=== Excerpt ===

◇ ◇ ◇ ◇ ◇

AEG Live Chairman Jay Marciano at the 2015 Billboard Power 100 celebration in Beverly Hills, Calif. (J. Emilio Flores / AP)

Update: After we published Peter Dreier’s piece on complaints over seating arrangements at the upcoming Desert Trip rock festival in Indio, Calif., Truthdig learned that festival producer AEG Live had changed its policy.

As AEG attorney Jason Bernstein explained in a letter to Truthdig, “While Goldenvoice [the festival promoter and a subsidiary of AEG] originally announced that small chairs would be allowed at the concert, the policy changed for a brief period of time. On June 2, the original policy of allowing small chairs was reinstated.”

According to the FAQ on the official Desert Trip website, “Small blankets or towels and/or low back chairs WILL be allowed in designated viewing areas of the venue.”

◇ ◇ ◇ ◇ ◇

=== Record set ===

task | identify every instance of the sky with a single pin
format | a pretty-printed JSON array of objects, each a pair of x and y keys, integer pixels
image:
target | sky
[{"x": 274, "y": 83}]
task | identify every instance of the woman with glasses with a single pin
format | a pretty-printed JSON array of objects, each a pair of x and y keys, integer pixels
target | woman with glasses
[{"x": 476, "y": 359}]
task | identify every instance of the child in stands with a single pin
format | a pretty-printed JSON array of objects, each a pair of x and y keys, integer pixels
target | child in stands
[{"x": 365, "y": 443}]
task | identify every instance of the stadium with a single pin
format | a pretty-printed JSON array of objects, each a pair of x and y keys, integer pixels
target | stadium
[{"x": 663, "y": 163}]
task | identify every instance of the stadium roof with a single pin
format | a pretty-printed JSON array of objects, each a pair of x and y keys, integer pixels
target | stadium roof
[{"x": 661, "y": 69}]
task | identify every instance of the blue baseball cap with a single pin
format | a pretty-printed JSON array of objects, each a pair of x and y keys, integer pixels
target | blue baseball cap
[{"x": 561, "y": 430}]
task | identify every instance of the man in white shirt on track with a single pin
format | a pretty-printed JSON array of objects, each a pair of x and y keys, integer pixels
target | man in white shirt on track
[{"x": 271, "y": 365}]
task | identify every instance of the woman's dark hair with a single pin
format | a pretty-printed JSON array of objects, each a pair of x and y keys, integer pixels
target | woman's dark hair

◇ ◇ ◇ ◇ ◇

=== Direction 1 ===
According to the Desert Trip update, why did Truthdig add a note to Peter Dreier's piece? Answer in one to three sentences.
=== Direction 2 ===
In the Desert Trip update, on what date was the original policy of allowing small chairs reinstated?
=== Direction 3 ===
Continue the Desert Trip update from its last sentence.
The records are separate material and have no connection to the Desert Trip update.

=== Answer 1 ===
Truthdig added the note because, after publishing the piece, it learned that festival producer AEG Live had changed its seating policy.

=== Answer 2 ===
June 2.

=== Answer 3 ===
This will be welcome news to the estimated 70,000 to 75,000 fans per day expected to attend the event, which will be held over two weekends in October and sold out within hours, according to the Los Angeles Times.

Despite repeated requests, AEG Live refused to explain whether the “designated viewing areas” will accommodate all or even 40,000 general admission ticket holders. So it is still unclear whether AEG Live has reversed its “no chairs” policy.

What can angry and aging baby boomers do about one of the latest corporate outrages—AEG Live’s bait-and-switch scam to prohibit fans from bringing their own chairs to the Desert Trip superstar rock festival in October at the Empire Polo Club in Indio, Calif.?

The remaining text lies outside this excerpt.